- [The exercise] Copy the records from the line with "Could you please point out the green grass blade" through the end of the records, substituting "paved road" for "asphalt road" and changing nothing else. Omit the pictures from your copy.
>> START Listed entries
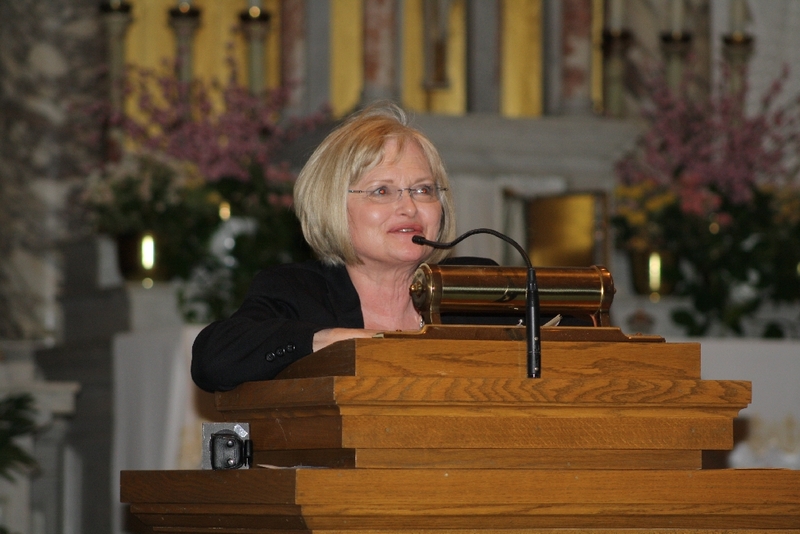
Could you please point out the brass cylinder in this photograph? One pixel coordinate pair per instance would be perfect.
(576, 291)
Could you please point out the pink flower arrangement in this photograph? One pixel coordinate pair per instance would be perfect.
(234, 146)
(714, 186)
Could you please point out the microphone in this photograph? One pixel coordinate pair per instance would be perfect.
(532, 329)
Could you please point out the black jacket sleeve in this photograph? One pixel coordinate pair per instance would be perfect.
(275, 326)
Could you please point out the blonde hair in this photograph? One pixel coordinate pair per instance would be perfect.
(352, 149)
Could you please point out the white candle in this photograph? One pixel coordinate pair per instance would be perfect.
(676, 18)
(615, 15)
(738, 16)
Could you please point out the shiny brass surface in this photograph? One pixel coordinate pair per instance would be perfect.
(576, 291)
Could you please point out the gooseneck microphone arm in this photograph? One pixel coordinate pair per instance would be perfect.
(531, 295)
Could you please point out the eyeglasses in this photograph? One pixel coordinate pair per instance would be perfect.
(386, 194)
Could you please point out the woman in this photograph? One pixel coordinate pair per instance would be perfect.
(367, 189)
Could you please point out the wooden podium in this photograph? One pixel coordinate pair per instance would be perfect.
(444, 433)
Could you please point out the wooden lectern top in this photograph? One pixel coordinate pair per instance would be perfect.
(443, 433)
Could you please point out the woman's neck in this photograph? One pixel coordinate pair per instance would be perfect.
(385, 299)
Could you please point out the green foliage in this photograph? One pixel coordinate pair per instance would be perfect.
(16, 420)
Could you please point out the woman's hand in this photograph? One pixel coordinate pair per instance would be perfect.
(323, 338)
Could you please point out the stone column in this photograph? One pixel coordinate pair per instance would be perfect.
(576, 42)
(551, 71)
(255, 25)
(676, 43)
(483, 56)
(116, 19)
(737, 45)
(381, 39)
(184, 19)
(305, 57)
(293, 52)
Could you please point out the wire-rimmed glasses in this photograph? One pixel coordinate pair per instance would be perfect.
(386, 194)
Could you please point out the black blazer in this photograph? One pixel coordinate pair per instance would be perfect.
(275, 326)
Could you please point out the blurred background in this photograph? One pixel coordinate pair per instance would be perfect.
(148, 150)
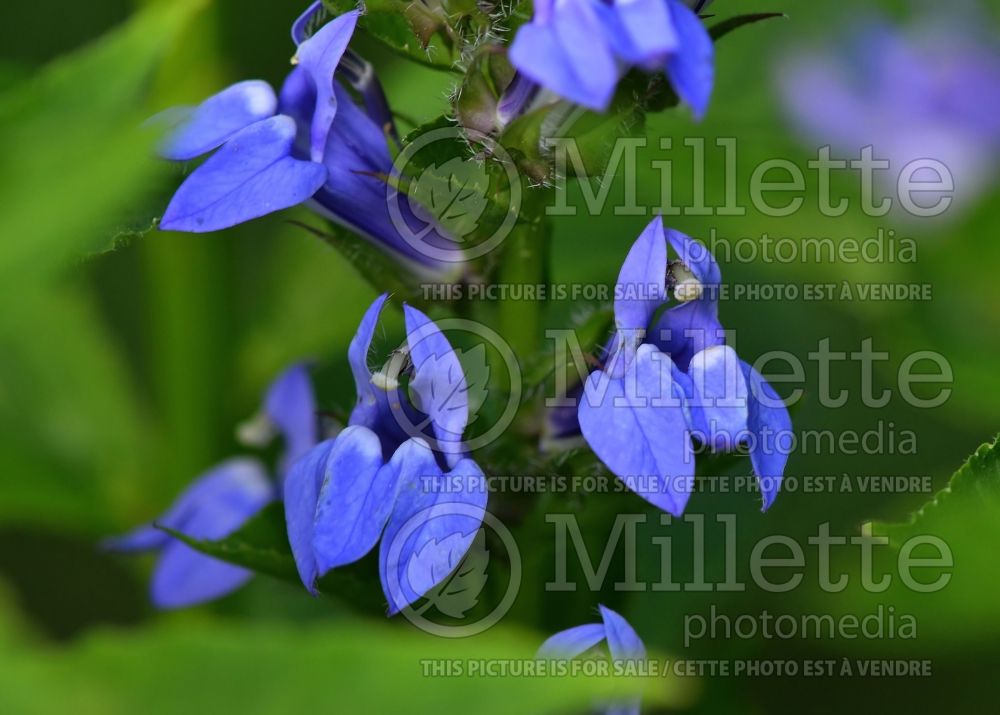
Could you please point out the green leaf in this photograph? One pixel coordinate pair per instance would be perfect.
(413, 32)
(203, 666)
(721, 29)
(260, 545)
(975, 486)
(72, 436)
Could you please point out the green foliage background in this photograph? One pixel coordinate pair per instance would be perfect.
(126, 359)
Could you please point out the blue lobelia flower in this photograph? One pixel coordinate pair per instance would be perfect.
(310, 144)
(662, 390)
(398, 473)
(579, 49)
(219, 502)
(624, 645)
(930, 90)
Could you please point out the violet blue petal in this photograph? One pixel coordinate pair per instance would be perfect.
(641, 31)
(697, 257)
(184, 577)
(355, 500)
(319, 56)
(301, 492)
(623, 642)
(432, 526)
(771, 426)
(691, 67)
(290, 405)
(251, 176)
(438, 384)
(357, 196)
(218, 118)
(686, 329)
(640, 289)
(303, 21)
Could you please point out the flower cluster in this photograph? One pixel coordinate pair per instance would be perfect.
(398, 475)
(624, 645)
(669, 380)
(309, 144)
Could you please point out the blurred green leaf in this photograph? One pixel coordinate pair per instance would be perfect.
(976, 484)
(206, 667)
(416, 33)
(72, 151)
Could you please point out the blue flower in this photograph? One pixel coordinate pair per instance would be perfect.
(661, 391)
(398, 472)
(218, 503)
(623, 642)
(928, 91)
(310, 144)
(579, 49)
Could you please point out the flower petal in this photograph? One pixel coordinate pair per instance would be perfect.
(218, 118)
(319, 56)
(301, 492)
(228, 494)
(698, 258)
(217, 505)
(641, 31)
(291, 406)
(184, 577)
(434, 522)
(686, 329)
(438, 383)
(565, 50)
(641, 283)
(252, 175)
(691, 67)
(767, 420)
(355, 500)
(302, 22)
(719, 405)
(623, 642)
(572, 641)
(638, 427)
(357, 196)
(357, 352)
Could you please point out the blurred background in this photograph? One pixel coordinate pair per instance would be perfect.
(127, 358)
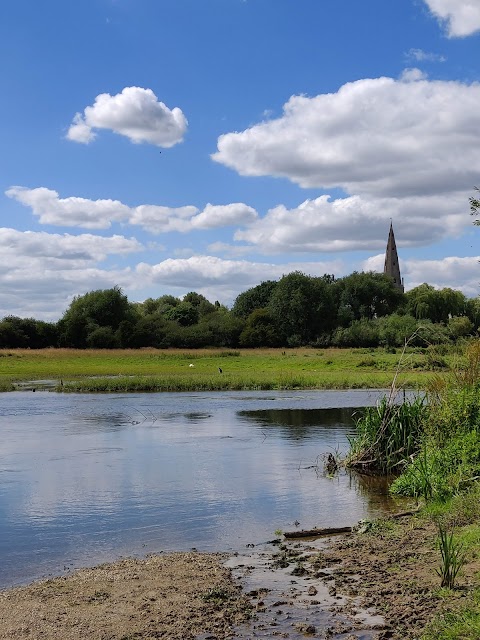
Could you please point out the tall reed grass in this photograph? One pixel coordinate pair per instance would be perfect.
(387, 435)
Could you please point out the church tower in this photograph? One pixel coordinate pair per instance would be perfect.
(392, 268)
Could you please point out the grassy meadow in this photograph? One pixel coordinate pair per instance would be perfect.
(180, 370)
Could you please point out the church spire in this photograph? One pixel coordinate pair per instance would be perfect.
(392, 267)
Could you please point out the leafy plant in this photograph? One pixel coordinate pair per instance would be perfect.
(453, 557)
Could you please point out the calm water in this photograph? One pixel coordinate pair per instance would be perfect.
(88, 478)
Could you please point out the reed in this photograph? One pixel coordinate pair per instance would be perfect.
(453, 557)
(387, 435)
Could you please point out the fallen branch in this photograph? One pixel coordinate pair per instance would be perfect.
(316, 533)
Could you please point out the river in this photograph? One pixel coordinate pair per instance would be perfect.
(88, 478)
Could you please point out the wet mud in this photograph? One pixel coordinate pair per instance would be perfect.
(293, 595)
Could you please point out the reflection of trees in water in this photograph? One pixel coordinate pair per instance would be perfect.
(296, 424)
(374, 489)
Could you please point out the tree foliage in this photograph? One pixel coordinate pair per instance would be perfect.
(475, 206)
(362, 309)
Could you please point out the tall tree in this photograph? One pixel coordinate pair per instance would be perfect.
(255, 298)
(475, 206)
(303, 307)
(366, 295)
(101, 308)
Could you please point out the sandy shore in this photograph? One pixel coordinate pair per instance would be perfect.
(388, 572)
(174, 596)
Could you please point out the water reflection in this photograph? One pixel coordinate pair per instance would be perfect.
(85, 479)
(298, 424)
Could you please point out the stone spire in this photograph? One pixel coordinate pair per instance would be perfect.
(392, 268)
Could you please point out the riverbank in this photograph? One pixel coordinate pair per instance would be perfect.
(173, 596)
(385, 572)
(131, 370)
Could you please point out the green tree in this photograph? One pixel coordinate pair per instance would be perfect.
(396, 329)
(303, 307)
(475, 207)
(87, 313)
(200, 303)
(366, 295)
(185, 314)
(18, 332)
(437, 305)
(260, 330)
(255, 298)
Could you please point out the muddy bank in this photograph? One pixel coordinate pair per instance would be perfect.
(377, 585)
(175, 596)
(392, 572)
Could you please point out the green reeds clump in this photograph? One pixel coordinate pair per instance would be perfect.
(387, 435)
(6, 385)
(453, 557)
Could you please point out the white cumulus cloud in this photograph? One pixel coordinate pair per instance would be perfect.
(215, 216)
(42, 272)
(356, 223)
(100, 214)
(381, 137)
(198, 272)
(424, 56)
(461, 17)
(72, 211)
(460, 273)
(135, 113)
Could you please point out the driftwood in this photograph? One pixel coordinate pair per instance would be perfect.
(316, 533)
(331, 531)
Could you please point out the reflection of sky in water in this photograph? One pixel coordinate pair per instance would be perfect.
(86, 478)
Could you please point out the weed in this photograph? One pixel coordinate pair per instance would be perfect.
(453, 557)
(216, 594)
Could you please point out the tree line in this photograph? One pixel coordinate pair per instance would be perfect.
(360, 310)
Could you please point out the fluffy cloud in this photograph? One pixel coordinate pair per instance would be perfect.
(452, 271)
(355, 223)
(199, 272)
(41, 272)
(214, 216)
(462, 17)
(61, 250)
(135, 113)
(99, 214)
(376, 137)
(71, 212)
(423, 56)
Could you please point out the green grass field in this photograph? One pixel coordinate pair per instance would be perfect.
(179, 370)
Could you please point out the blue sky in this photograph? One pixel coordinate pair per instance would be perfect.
(169, 146)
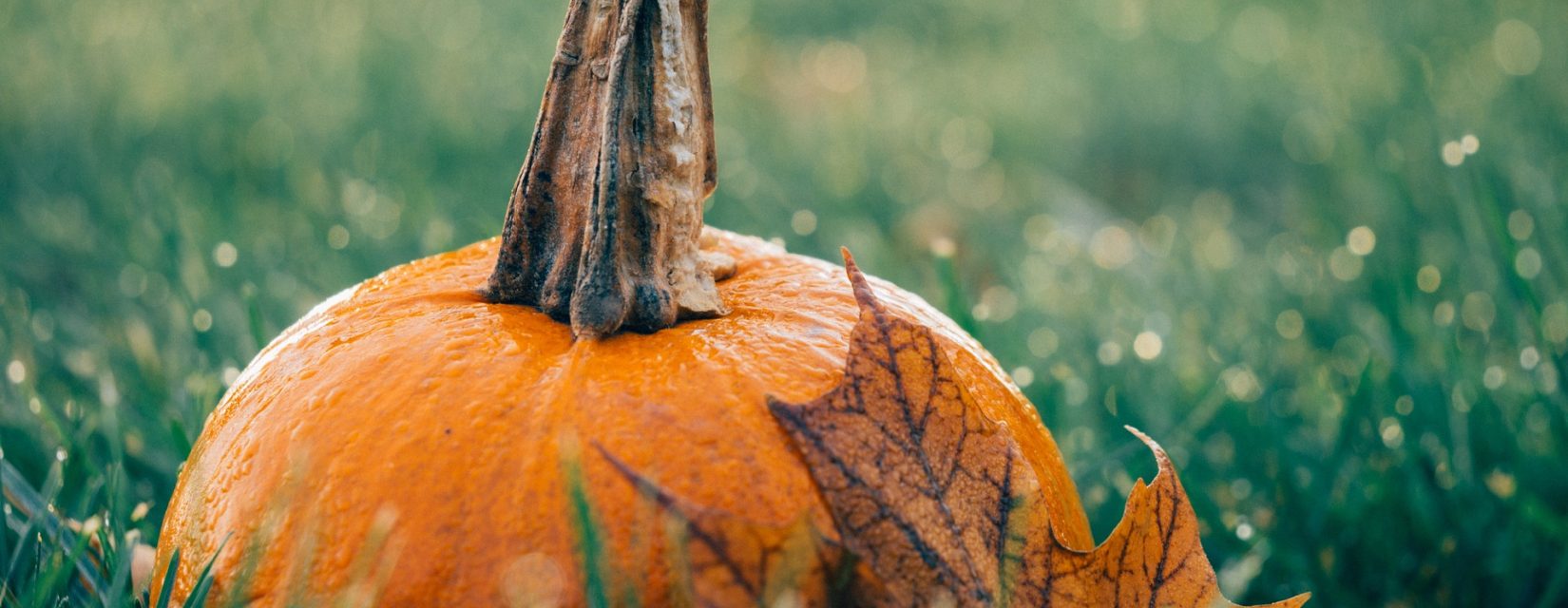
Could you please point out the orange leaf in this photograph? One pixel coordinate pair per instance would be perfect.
(941, 506)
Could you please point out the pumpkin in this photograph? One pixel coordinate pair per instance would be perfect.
(416, 438)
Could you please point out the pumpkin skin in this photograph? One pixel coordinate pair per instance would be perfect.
(408, 412)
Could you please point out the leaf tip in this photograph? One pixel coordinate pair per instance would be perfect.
(1159, 453)
(863, 289)
(1294, 602)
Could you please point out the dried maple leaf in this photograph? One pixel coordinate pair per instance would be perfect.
(941, 504)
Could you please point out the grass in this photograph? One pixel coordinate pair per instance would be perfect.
(1312, 248)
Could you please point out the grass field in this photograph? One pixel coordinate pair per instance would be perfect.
(1319, 250)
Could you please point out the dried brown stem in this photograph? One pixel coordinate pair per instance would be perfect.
(604, 223)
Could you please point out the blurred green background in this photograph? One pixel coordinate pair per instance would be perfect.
(1314, 248)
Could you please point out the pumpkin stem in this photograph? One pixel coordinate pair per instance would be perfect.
(604, 223)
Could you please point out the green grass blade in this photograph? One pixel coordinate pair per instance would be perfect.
(168, 580)
(198, 596)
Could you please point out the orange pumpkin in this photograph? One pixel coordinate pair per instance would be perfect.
(405, 441)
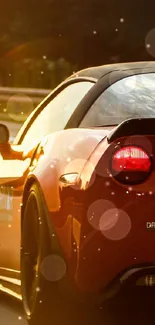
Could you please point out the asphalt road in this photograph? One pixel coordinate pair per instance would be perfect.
(126, 310)
(11, 312)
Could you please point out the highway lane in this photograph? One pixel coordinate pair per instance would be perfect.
(11, 312)
(123, 310)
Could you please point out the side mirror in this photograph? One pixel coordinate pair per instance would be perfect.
(4, 134)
>> END Listed entries
- [Result]
Could you please point out the green grass blade in this photograph? One pixel coordinate pair per instance would be perfect.
(168, 580)
(198, 596)
Could you please point out the orange pumpkin in this photograph? One pixel coordinate pair per instance would be perfect.
(405, 441)
Could you please point out the paved road in this photograph? One pixel coordinate pair per instance would be perfect.
(126, 310)
(11, 312)
Could you please point out the highway lane in this photograph? One pixel coordinate pair per instance would be perfect.
(11, 312)
(123, 310)
Could you please point out the side mirror in this photograph? One pixel coordinate pair per instance would be perfect.
(4, 134)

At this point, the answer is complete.